GIVEN PROBLEM:
The data follows this line. Copy verbatim the line with "Thank you for this photo. Would you kindly tag the sandy" and each line after it to the end.

* Start SUPPLIED RECORDS *

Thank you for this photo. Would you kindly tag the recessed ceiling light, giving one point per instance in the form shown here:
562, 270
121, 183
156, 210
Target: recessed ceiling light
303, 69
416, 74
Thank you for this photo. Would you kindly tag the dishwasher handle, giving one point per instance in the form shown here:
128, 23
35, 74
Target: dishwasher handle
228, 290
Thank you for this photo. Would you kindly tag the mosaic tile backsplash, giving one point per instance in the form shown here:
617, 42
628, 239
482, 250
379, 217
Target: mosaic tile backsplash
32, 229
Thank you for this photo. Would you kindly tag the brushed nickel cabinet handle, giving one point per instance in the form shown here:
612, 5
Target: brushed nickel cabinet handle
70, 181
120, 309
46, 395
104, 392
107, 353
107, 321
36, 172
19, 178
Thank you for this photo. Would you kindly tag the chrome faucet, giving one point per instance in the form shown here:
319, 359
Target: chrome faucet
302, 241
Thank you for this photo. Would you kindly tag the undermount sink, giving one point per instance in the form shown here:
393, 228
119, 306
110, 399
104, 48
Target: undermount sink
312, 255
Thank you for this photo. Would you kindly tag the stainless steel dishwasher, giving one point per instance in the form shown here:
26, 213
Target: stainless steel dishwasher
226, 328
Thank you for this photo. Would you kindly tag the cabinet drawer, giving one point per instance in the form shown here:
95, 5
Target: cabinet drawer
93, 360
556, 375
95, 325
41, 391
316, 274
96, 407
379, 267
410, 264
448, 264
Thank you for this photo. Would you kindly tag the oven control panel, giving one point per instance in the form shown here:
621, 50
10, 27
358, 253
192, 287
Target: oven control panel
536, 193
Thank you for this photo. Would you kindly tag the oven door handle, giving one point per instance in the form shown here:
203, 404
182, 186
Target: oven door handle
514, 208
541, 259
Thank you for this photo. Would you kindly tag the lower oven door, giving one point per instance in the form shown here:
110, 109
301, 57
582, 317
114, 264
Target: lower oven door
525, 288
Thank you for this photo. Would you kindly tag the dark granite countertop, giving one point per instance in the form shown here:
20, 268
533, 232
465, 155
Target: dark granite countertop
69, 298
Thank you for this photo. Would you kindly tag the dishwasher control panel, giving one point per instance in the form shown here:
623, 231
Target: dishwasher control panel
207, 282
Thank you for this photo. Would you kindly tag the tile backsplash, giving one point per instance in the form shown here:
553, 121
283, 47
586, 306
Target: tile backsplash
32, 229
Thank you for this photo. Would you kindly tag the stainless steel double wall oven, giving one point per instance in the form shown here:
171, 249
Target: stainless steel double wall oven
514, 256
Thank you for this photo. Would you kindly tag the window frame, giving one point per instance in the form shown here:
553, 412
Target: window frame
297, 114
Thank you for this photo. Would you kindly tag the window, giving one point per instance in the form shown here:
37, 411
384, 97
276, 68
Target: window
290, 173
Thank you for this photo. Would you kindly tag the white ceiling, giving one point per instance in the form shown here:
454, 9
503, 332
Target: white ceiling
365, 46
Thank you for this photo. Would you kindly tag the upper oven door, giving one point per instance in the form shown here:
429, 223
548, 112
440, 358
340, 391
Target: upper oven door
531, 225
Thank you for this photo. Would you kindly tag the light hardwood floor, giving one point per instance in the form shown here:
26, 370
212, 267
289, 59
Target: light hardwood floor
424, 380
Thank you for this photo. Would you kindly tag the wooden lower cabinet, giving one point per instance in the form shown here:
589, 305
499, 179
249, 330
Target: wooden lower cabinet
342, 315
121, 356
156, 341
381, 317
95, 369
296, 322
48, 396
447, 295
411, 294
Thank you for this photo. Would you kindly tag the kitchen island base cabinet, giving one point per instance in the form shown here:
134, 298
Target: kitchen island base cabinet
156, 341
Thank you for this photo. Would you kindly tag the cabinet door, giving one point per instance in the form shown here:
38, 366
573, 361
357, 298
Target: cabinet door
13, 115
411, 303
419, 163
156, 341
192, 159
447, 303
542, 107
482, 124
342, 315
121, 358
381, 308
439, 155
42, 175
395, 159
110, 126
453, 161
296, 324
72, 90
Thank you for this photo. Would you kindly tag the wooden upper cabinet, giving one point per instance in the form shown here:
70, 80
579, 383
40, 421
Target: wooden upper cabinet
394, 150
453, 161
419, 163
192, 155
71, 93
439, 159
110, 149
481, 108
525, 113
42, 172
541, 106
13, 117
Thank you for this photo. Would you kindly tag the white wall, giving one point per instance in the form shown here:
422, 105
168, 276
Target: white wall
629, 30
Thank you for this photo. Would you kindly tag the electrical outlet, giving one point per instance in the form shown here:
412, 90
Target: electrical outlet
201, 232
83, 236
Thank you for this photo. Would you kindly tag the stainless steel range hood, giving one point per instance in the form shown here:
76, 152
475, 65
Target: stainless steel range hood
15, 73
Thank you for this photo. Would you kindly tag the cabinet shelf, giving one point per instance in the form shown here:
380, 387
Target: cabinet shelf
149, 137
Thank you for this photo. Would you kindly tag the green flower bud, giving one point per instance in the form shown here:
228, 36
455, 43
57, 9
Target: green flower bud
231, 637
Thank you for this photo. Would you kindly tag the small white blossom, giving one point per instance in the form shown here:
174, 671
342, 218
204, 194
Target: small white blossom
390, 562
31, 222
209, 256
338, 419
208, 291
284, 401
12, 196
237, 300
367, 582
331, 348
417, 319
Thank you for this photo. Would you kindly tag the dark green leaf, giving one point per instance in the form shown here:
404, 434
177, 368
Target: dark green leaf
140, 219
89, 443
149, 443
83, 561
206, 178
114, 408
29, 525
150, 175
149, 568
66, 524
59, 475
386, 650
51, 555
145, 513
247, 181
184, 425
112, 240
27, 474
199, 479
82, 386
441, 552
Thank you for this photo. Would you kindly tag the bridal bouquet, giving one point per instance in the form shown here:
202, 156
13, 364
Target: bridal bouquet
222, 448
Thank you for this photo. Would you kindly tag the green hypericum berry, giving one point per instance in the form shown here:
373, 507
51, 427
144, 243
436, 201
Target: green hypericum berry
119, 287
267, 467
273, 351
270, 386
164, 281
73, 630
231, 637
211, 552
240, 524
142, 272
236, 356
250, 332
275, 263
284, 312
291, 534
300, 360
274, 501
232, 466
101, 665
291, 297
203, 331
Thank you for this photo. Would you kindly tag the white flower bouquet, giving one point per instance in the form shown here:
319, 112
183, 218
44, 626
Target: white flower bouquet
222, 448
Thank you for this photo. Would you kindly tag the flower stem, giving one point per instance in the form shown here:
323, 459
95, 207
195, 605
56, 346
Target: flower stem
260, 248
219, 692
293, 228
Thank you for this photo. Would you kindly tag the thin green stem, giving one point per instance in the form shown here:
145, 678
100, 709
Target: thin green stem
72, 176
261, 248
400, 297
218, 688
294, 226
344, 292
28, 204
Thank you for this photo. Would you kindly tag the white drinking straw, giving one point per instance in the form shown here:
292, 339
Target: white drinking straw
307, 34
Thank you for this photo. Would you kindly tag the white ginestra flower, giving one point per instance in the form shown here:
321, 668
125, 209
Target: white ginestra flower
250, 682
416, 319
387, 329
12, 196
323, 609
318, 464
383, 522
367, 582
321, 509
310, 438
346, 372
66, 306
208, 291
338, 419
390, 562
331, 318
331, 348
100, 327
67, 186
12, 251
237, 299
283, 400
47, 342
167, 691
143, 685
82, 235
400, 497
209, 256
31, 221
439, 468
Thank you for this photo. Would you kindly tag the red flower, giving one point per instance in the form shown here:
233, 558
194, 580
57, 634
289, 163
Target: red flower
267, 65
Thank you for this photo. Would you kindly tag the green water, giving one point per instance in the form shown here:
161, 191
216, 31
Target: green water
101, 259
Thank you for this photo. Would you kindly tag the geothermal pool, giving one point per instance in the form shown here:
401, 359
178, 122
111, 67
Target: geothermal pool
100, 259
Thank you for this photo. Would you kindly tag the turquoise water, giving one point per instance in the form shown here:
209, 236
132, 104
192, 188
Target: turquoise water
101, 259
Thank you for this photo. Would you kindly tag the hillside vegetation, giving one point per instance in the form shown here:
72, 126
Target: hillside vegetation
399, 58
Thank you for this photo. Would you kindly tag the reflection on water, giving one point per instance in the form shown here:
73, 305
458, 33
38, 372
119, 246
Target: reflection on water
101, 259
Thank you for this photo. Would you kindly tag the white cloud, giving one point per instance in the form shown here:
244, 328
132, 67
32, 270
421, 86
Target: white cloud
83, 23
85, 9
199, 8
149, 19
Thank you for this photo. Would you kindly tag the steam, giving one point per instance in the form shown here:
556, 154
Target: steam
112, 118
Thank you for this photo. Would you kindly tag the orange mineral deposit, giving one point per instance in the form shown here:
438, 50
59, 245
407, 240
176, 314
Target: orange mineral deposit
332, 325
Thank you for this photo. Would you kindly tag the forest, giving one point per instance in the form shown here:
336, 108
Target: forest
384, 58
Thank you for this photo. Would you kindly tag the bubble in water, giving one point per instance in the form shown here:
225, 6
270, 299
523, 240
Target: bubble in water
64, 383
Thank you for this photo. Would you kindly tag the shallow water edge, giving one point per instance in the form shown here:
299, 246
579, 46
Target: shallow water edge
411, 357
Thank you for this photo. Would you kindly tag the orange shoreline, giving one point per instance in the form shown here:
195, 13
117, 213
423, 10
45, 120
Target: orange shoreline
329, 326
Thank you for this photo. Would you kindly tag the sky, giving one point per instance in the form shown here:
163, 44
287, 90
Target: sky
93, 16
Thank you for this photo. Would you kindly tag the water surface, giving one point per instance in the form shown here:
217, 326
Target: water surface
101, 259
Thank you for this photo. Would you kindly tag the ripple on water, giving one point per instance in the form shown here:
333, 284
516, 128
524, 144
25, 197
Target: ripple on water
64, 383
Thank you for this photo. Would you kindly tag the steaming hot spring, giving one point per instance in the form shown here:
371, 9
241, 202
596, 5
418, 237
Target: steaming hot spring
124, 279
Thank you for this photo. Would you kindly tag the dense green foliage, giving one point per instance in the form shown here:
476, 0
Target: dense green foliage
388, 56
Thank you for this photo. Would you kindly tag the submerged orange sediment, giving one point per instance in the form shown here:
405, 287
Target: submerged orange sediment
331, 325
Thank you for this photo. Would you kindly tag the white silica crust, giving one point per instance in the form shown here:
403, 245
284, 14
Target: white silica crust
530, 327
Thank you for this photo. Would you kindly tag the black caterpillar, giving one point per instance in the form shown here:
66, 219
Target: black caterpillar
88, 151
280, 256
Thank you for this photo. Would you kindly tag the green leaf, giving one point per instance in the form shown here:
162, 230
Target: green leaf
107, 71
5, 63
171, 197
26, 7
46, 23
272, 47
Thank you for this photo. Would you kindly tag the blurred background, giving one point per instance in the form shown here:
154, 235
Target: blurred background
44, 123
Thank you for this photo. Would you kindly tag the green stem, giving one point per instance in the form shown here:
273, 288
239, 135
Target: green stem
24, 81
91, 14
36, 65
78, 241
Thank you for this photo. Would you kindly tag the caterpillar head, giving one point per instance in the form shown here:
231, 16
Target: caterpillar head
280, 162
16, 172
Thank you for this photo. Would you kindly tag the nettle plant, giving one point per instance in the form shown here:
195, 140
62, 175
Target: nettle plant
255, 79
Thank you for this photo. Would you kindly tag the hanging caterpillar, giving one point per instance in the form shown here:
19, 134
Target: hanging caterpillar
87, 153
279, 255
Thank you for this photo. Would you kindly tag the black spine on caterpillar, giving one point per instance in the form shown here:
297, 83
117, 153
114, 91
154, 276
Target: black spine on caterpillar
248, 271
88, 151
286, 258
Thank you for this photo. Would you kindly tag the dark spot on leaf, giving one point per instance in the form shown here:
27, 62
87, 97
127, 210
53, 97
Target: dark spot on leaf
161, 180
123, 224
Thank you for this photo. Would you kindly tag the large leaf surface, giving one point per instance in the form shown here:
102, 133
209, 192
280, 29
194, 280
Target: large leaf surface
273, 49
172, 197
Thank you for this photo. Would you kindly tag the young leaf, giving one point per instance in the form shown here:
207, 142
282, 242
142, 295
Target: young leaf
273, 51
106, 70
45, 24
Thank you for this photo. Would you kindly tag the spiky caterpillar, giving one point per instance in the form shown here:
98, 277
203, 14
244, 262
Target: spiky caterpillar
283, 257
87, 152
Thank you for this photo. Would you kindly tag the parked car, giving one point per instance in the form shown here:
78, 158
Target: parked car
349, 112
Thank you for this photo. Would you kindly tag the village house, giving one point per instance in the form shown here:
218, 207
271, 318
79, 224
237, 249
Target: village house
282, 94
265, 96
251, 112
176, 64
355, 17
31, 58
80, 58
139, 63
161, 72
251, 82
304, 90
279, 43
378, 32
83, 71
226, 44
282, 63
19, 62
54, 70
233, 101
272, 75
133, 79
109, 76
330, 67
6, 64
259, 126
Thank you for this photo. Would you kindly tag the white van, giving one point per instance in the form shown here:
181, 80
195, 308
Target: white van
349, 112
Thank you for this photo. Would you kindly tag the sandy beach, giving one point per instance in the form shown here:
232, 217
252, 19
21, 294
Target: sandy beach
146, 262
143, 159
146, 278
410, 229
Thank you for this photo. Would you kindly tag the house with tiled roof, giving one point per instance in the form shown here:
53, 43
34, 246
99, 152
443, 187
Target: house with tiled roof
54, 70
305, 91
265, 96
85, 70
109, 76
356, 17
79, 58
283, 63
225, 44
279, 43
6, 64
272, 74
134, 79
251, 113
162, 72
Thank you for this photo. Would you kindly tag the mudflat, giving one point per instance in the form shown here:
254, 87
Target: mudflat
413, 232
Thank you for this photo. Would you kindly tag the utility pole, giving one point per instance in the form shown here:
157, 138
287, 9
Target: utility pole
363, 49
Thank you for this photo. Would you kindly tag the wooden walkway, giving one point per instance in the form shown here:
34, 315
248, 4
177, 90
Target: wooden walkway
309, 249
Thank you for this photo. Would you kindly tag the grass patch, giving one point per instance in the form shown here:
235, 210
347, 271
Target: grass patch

* End SUPPLIED RECORDS *

COMPLETE OUTPUT:
Thank you for this photo. Would you kindly tag the sandy beach, giving one point per instance in the form shown here:
232, 217
252, 19
21, 294
Target: sandy beach
146, 262
143, 159
146, 278
410, 229
Thank you for this photo. Would you kindly tag the house with tiled roof, giving one point per instance in the form shown here:
53, 43
34, 246
99, 152
443, 187
Target: house with tiled roof
54, 70
305, 91
265, 96
85, 70
109, 76
356, 17
79, 58
283, 63
225, 44
279, 43
6, 64
272, 74
134, 79
251, 113
162, 72
Thank you for this photo. Would you kindly tag the mudflat, giving one point per instance in the form shown here:
254, 87
Target: mudflat
413, 232
Thank you for this photo. Would you kindly tag the utility pole, giving one point per instance in the form shown here:
157, 138
287, 9
Target: utility pole
363, 49
Thank you for this photo. Would you kindly tag the wooden walkway, giving one point per instance in the form shown here:
34, 315
248, 4
177, 90
Target: wooden walkway
309, 249
Thank you for this photo. Would you kindly tag the grass patch, giving one point per instance in the form shown here:
235, 210
347, 271
Target: grass patch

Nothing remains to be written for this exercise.